### REQUIREMENTS
Write out every line of the material below as a JSON list of strings, one string per line, with blank lines and pictures left out.

### ENTRIES SHOWN

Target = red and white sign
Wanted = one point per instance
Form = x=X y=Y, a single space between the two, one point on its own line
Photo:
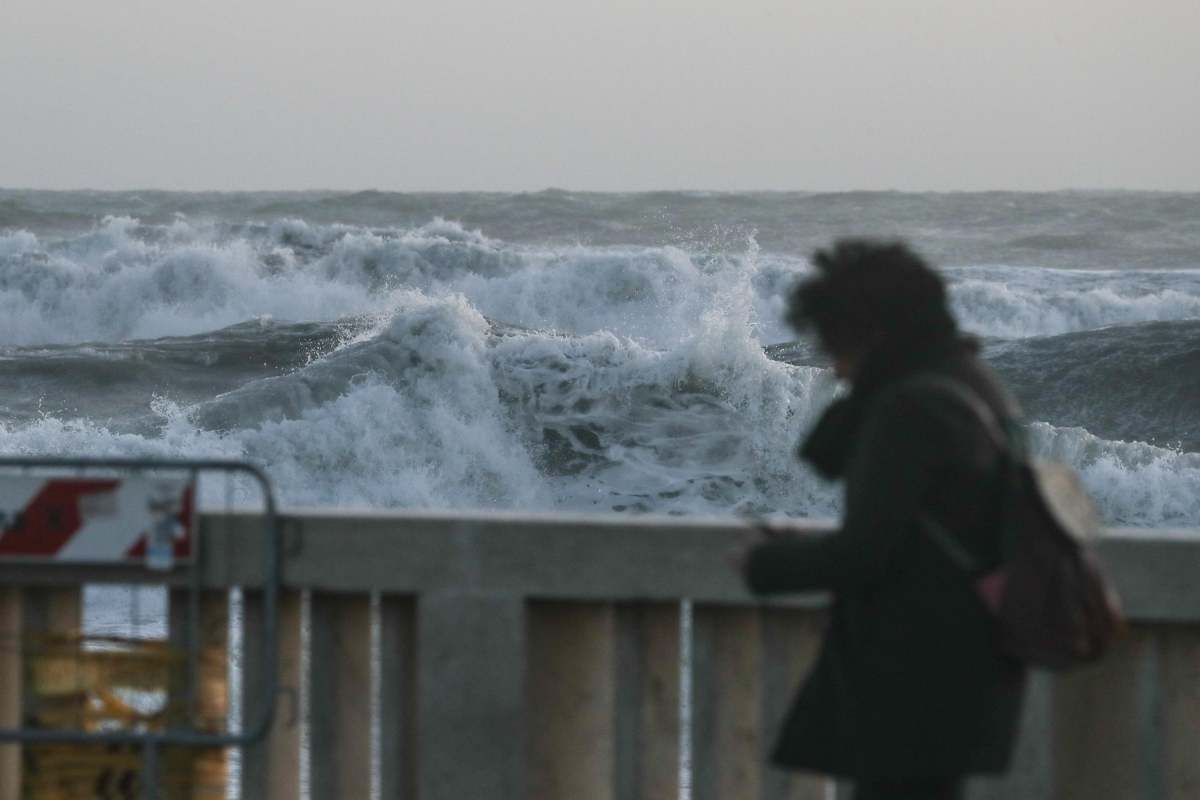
x=87 y=519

### RESPONSE TO THIS EXERCISE
[
  "Target = red and white sign",
  "Wanted = one point per instance",
  "Form = x=X y=Y, a single space between the two, one point on its own line",
  "Photo:",
  "x=87 y=519"
]